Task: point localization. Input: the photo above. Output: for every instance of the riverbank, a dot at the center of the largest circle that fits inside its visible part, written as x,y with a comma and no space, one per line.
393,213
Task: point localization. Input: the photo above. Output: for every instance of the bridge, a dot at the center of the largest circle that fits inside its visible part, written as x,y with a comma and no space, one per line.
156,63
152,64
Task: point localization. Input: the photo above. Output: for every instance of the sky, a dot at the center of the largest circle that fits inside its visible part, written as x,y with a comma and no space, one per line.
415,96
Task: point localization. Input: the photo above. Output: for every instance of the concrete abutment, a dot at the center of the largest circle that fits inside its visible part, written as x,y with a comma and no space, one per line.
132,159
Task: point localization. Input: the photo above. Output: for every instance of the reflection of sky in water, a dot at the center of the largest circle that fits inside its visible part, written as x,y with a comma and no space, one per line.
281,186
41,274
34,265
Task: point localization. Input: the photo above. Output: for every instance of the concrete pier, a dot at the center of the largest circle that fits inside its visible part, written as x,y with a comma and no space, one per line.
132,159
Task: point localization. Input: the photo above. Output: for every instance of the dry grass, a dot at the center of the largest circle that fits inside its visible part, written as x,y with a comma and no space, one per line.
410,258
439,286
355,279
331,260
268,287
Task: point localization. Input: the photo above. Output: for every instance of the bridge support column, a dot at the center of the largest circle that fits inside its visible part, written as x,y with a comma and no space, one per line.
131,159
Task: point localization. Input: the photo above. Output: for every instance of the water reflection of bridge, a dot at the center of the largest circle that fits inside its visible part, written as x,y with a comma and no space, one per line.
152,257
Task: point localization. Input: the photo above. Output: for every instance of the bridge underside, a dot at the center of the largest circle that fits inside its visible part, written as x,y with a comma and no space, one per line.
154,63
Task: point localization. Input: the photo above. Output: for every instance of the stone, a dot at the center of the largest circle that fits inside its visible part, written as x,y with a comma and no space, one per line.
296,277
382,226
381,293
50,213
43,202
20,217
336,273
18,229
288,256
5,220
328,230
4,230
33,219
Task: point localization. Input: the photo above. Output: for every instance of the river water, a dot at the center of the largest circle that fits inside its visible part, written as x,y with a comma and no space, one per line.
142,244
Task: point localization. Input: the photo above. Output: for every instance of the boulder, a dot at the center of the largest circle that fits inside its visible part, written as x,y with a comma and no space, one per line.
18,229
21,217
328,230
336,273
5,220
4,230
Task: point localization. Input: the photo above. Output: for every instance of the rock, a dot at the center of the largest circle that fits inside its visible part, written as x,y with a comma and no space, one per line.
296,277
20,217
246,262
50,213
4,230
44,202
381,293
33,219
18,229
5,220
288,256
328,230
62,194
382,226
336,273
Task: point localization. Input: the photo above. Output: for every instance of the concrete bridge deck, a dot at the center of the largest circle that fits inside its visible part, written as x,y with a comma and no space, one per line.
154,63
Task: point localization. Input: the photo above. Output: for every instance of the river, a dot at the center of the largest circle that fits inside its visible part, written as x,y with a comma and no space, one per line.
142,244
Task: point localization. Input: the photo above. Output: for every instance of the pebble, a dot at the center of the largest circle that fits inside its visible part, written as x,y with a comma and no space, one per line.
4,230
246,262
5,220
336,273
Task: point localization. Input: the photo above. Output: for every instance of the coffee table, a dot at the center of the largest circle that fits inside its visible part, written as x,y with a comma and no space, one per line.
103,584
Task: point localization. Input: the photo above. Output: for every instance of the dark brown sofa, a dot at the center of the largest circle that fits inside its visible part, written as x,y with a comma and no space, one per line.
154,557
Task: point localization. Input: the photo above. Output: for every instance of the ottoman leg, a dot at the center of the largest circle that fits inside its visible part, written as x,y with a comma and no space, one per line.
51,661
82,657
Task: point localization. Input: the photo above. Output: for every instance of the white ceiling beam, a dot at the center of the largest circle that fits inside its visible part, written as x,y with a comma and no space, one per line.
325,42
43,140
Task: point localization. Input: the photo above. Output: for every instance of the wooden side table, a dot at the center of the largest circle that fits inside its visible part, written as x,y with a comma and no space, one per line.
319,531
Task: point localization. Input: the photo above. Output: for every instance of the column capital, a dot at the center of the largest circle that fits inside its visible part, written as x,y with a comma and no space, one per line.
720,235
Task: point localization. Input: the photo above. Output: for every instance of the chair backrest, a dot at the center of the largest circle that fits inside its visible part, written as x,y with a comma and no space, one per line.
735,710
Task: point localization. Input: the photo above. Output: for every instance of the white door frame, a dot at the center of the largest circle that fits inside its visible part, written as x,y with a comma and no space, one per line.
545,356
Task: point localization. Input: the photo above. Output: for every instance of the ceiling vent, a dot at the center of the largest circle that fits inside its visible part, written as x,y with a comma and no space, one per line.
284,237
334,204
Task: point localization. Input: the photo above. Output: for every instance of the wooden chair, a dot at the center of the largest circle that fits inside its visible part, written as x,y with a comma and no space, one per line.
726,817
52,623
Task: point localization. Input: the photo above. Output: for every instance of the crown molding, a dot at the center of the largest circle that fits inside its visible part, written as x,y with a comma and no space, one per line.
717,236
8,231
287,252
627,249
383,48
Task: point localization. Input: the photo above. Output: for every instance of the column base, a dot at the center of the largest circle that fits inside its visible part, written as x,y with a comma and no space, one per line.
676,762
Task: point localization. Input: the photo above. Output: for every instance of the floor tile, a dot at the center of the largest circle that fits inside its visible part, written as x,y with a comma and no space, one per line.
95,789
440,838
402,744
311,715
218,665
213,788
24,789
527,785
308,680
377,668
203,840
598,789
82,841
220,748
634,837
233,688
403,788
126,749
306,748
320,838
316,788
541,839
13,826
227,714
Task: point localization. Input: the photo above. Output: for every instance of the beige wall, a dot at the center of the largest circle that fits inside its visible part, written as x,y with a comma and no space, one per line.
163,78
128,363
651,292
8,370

--- What is required ---
Rewrite the lines above from the one containing "of the crown" through the last line, both included, keeping the requests. Multiply every x and y coordinate in the answers by 2.2 and round each to a whole number, with halves going up.

--- Reply to the exercise ---
Task: point localization. Input: the photo above. Output: for every instance of the crown molding, a dot at the center of the largest circle that fits inside its visible part, written as x,y with a comma and no space, one per line.
1577,519
18,508
631,554
1379,548
843,106
Task: point localization. Input: the photo above. Output: for every instance of the column base, a dot at the center of the largest circle that fits inside its visible part, written as x,y with a comma and no space, one per line.
1487,1676
Task: point localization. Input: the photo above. Output: for every instance of the floor tile, a dot at the center of the largest circle that fits inside its visible part, written as x,y with a comma and no space, one per line.
209,1736
968,1844
884,1637
684,1573
480,1463
469,1734
53,1736
1159,1727
678,1496
829,1470
447,1848
1316,1736
180,1850
484,1646
1395,1841
513,1514
887,1734
277,1648
673,1646
704,1844
695,1734
1190,1846
29,1817
499,1571
Task: point localization. Input: the photo above. Output: for every instance of the beige wall, a dot at the center of the largest circle that fits inside its visible part, written as x,y with a comma and no space, one per line.
359,172
282,799
1432,642
18,814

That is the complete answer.